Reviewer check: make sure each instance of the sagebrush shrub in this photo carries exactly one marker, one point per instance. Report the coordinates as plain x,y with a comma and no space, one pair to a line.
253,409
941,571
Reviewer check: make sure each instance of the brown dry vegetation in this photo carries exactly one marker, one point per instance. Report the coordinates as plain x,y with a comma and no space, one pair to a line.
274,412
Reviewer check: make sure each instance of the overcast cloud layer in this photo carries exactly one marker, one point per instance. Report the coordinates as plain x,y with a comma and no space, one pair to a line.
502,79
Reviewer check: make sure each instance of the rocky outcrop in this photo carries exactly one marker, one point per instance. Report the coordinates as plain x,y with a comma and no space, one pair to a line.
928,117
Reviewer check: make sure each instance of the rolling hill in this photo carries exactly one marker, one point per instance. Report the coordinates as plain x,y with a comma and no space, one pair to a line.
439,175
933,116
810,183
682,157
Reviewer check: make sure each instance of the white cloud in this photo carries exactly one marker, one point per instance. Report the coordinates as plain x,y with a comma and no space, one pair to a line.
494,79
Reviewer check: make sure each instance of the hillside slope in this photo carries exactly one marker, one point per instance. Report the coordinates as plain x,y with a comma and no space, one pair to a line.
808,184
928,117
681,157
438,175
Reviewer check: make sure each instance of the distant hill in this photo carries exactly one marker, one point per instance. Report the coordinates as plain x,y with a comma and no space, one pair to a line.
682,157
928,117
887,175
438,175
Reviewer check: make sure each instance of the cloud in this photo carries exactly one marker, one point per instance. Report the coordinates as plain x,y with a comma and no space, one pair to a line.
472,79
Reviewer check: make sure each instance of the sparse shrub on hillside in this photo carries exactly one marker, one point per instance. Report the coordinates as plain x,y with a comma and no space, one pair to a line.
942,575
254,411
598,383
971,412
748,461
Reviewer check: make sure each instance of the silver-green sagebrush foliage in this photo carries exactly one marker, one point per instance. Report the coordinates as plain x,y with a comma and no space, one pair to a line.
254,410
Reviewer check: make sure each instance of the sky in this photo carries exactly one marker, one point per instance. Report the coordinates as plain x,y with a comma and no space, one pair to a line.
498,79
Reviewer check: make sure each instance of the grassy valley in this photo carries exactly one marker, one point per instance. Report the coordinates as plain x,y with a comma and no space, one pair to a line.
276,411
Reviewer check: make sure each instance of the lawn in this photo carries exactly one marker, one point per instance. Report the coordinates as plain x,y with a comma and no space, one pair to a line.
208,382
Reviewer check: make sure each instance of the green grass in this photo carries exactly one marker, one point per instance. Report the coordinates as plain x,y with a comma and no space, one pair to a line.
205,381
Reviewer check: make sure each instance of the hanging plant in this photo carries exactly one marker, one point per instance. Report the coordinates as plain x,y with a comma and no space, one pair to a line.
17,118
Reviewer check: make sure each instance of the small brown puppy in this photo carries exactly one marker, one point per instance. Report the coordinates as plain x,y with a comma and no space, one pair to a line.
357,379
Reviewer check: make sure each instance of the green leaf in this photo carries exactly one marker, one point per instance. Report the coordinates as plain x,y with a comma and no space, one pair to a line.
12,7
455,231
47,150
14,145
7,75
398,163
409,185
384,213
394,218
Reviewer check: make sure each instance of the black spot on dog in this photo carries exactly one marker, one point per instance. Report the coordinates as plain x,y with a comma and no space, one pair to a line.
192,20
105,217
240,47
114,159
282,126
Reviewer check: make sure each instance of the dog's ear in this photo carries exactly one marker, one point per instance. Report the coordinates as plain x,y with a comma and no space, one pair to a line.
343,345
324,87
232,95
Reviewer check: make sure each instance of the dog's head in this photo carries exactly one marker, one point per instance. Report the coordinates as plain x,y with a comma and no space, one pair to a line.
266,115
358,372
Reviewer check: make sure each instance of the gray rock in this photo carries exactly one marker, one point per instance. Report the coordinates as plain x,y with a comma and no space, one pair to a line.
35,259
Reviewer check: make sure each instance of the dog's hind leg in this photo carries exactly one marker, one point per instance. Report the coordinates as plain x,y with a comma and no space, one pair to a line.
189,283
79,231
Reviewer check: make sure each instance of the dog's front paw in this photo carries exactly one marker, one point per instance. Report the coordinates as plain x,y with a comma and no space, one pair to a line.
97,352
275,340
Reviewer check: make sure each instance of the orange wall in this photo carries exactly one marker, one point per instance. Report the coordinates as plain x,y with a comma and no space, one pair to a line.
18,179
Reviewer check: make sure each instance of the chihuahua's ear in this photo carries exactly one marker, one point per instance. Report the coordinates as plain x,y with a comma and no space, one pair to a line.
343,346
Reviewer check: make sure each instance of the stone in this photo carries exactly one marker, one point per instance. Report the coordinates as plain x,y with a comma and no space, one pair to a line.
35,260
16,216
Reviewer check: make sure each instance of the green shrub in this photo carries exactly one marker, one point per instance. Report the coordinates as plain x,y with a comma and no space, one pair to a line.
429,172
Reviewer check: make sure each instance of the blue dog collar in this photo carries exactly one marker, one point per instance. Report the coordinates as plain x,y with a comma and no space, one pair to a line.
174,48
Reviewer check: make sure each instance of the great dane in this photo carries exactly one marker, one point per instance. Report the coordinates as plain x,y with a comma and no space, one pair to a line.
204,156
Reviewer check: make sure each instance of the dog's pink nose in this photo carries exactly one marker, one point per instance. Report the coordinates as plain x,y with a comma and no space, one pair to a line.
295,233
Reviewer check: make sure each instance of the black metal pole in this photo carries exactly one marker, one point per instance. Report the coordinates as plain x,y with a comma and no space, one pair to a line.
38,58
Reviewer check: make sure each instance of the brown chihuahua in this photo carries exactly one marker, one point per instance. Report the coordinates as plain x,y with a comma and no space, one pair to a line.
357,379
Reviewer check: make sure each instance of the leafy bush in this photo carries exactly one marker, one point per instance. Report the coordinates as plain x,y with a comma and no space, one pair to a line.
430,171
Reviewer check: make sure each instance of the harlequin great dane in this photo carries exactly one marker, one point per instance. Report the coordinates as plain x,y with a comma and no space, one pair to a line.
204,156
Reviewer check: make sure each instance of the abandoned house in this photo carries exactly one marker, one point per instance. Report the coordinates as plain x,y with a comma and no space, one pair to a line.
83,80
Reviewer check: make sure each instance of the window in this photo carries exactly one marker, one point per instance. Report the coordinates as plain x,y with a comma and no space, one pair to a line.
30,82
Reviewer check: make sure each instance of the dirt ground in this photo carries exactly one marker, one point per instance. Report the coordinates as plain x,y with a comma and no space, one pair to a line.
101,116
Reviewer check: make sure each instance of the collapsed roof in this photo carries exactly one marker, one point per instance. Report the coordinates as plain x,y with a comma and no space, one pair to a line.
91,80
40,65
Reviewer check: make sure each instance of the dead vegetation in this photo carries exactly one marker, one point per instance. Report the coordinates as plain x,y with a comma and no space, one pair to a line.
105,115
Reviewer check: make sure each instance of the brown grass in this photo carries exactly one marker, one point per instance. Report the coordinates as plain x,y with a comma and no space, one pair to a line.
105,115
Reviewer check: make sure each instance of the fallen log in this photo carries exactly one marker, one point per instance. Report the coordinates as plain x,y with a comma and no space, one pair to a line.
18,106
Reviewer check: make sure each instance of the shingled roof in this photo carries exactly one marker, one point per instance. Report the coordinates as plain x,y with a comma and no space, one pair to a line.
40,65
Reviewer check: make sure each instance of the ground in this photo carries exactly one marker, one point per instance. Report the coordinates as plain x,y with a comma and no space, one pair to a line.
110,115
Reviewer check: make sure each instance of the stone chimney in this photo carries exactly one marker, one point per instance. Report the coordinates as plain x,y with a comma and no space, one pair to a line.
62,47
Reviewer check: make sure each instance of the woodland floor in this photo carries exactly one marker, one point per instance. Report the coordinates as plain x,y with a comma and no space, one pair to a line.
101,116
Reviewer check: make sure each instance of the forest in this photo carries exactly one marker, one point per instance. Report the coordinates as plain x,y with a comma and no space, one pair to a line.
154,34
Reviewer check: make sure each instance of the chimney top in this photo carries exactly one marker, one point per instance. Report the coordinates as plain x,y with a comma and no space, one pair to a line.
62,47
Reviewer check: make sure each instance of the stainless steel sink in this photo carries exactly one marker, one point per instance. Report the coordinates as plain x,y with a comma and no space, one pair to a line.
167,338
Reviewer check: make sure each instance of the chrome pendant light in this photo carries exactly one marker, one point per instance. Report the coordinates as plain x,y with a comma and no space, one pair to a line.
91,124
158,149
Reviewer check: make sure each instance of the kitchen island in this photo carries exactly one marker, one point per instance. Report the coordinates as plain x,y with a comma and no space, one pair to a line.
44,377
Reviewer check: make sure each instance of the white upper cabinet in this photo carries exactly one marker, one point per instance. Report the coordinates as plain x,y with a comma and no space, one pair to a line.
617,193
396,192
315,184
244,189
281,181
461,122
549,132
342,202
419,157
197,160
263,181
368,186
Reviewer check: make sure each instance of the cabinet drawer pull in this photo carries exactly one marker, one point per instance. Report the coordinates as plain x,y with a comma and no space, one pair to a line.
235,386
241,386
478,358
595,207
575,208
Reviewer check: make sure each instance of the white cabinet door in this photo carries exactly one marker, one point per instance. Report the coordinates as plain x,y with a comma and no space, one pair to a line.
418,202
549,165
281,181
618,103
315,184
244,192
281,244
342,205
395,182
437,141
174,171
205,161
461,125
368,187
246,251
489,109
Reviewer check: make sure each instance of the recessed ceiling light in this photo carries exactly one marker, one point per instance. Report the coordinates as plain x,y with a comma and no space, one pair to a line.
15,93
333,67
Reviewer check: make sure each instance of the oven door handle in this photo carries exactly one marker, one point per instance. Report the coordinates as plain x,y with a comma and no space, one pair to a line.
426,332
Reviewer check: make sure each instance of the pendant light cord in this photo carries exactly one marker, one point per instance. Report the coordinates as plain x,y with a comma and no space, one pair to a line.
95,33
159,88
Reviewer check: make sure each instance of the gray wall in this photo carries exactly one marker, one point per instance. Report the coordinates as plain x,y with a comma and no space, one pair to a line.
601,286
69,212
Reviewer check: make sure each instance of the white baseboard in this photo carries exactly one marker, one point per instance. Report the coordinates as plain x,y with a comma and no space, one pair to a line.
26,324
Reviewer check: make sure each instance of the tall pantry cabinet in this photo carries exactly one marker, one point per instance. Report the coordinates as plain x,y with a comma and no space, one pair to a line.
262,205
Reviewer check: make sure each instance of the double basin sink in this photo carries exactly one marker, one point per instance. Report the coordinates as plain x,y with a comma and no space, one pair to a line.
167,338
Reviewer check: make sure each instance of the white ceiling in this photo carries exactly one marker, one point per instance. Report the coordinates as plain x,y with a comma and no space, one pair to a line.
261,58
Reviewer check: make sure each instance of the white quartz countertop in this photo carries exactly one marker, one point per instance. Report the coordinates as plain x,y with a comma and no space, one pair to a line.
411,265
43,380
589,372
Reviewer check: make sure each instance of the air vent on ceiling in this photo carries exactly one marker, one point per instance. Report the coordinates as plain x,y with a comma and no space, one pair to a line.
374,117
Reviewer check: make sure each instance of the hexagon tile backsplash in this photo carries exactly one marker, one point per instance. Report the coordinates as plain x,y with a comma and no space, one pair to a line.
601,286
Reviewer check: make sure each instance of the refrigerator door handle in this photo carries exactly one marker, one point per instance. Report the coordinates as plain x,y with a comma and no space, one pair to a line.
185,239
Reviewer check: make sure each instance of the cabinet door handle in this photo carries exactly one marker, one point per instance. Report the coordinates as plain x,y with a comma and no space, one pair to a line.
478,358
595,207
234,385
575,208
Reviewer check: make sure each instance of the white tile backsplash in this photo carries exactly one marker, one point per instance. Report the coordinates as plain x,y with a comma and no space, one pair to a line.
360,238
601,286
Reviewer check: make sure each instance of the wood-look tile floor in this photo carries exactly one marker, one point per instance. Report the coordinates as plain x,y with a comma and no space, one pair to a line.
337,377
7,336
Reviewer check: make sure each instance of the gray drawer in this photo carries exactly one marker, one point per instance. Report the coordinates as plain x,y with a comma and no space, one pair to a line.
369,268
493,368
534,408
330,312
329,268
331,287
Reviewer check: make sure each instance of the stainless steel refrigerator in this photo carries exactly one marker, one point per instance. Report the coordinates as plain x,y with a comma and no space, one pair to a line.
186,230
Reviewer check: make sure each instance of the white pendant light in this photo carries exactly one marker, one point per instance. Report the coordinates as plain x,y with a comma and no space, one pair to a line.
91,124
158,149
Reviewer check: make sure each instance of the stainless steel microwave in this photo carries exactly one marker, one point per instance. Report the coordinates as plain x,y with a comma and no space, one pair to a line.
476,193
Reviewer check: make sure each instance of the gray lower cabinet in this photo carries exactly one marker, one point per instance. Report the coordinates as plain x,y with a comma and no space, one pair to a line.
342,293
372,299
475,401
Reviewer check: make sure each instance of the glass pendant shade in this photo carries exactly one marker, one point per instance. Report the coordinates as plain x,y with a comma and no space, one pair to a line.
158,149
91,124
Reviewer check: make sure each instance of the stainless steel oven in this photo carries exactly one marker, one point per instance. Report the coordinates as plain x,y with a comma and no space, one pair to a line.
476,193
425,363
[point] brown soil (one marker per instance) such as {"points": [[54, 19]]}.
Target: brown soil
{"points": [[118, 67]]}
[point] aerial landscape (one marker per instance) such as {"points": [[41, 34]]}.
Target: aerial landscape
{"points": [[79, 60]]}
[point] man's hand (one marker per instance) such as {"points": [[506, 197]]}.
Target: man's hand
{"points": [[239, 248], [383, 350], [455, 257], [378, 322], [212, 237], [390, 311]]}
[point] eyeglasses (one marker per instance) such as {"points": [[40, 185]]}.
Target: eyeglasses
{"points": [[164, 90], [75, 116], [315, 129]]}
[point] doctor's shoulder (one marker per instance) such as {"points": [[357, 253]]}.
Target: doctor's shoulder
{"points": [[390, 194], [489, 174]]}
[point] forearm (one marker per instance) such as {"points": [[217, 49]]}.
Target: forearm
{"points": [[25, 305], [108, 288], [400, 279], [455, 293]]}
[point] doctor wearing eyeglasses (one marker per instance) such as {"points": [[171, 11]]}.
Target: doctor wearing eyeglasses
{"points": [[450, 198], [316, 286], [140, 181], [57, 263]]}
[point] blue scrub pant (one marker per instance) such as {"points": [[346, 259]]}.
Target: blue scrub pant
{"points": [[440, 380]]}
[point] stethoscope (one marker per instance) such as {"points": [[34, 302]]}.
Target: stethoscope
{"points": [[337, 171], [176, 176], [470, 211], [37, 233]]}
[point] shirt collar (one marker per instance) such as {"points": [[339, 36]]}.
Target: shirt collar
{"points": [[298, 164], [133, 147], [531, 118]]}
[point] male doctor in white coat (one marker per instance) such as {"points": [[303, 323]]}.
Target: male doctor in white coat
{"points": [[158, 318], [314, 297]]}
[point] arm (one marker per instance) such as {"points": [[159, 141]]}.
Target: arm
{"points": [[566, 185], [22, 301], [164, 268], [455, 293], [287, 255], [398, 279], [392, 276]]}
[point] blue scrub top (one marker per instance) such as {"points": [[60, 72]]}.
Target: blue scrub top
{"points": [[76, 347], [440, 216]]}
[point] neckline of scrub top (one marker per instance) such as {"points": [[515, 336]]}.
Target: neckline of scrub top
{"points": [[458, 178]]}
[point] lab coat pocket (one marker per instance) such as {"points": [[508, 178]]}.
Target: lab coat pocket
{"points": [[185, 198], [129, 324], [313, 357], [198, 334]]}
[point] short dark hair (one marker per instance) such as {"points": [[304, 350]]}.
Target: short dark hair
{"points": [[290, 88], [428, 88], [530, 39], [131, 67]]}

WHAT IS BEING ASKED. Look above for the line with "[point] blue scrub pant" and the line with "[point] lab coat", and reproduce exactly those two lines plus every line between, nothing more.

ANSWER TO THIS PROBLEM.
[point] blue scrub pant (one marker per instance) such as {"points": [[346, 259]]}.
Target: blue scrub pant
{"points": [[440, 380]]}
[point] stethoscope (one marker per instance) such as {"points": [[34, 302]]}.
Target: stethoscope
{"points": [[337, 171], [176, 176], [470, 211], [37, 233]]}
[point] shirt collar (one marker per instance) such as {"points": [[339, 36]]}.
Target: shirt collar
{"points": [[298, 164], [133, 147], [531, 118]]}
[point] male doctor in white coat (one marker per instance) such as {"points": [[303, 323]]}.
Target: male doctor in white coat
{"points": [[158, 318], [314, 297]]}
[point] arm (one marker per instance) such as {"points": [[159, 141]]}.
Target: arm
{"points": [[566, 185], [22, 301], [164, 268], [455, 293], [287, 255], [398, 279], [392, 276]]}
[point] blue scrub top (one marker per instance) such as {"points": [[60, 72]]}.
Target: blue scrub top
{"points": [[76, 347], [440, 216]]}
[point] neckline of scrub top (one marker per instance) such as {"points": [[515, 336]]}.
Target: neckline of scrub top
{"points": [[458, 178]]}
[point] lab coat pocket (one marker per instance) such as {"points": [[508, 178]]}.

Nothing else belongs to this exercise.